(TASK INSTRUCTIONS):
Using the entries below, transcribe exactly the line containing "Identify the dome" and each line that follows it to the end.

[Excerpts from a dataset]
'''

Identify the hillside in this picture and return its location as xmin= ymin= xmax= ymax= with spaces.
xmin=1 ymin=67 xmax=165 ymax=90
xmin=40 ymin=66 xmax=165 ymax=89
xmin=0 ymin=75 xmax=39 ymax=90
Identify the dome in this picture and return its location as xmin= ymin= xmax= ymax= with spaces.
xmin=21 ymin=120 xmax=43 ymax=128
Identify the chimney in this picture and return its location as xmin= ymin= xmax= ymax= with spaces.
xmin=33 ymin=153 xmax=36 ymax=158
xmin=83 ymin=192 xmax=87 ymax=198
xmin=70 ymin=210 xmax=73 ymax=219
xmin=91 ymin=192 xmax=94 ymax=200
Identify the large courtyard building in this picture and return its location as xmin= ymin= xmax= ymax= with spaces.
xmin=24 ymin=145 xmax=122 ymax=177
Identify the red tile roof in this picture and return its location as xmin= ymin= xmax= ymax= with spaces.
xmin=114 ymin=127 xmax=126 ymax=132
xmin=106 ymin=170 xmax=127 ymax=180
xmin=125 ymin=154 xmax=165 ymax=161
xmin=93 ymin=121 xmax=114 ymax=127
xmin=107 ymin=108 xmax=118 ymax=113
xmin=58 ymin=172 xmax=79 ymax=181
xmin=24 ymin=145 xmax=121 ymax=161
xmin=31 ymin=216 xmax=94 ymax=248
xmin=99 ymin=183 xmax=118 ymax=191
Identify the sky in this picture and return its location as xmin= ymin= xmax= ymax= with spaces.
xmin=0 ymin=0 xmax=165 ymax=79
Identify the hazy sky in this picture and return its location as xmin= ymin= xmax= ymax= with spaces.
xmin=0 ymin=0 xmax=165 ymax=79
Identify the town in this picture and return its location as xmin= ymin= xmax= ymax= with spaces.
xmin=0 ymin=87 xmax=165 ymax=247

'''

(WRITTEN ANSWER):
Identify the dome in this picture and return its location as xmin= ymin= xmax= ymax= with spaces.
xmin=21 ymin=120 xmax=43 ymax=128
Identify the chimney in this picture and return its location as xmin= ymin= xmax= ymax= with spaces.
xmin=33 ymin=153 xmax=36 ymax=158
xmin=83 ymin=192 xmax=87 ymax=198
xmin=70 ymin=210 xmax=73 ymax=219
xmin=91 ymin=192 xmax=94 ymax=200
Identify the large courtyard building in this picture and return its location as xmin= ymin= xmax= ymax= with spaces.
xmin=24 ymin=145 xmax=122 ymax=177
Identify the red tile roof in this picture and return its location as xmin= ymin= xmax= ymax= with spaces.
xmin=114 ymin=127 xmax=126 ymax=132
xmin=106 ymin=170 xmax=127 ymax=180
xmin=125 ymin=154 xmax=165 ymax=161
xmin=93 ymin=121 xmax=114 ymax=127
xmin=107 ymin=108 xmax=118 ymax=113
xmin=58 ymin=172 xmax=79 ymax=181
xmin=24 ymin=145 xmax=121 ymax=161
xmin=31 ymin=216 xmax=94 ymax=248
xmin=99 ymin=183 xmax=118 ymax=191
Identify the sky in this picture and return its location as xmin= ymin= xmax= ymax= with spaces.
xmin=0 ymin=0 xmax=165 ymax=79
Identify the hazy sky in this picture and return its location as xmin= ymin= xmax= ymax= with spaces.
xmin=0 ymin=0 xmax=165 ymax=79
Identify the town in this picture and return its location as xmin= ymin= xmax= ymax= with spaces.
xmin=0 ymin=87 xmax=165 ymax=247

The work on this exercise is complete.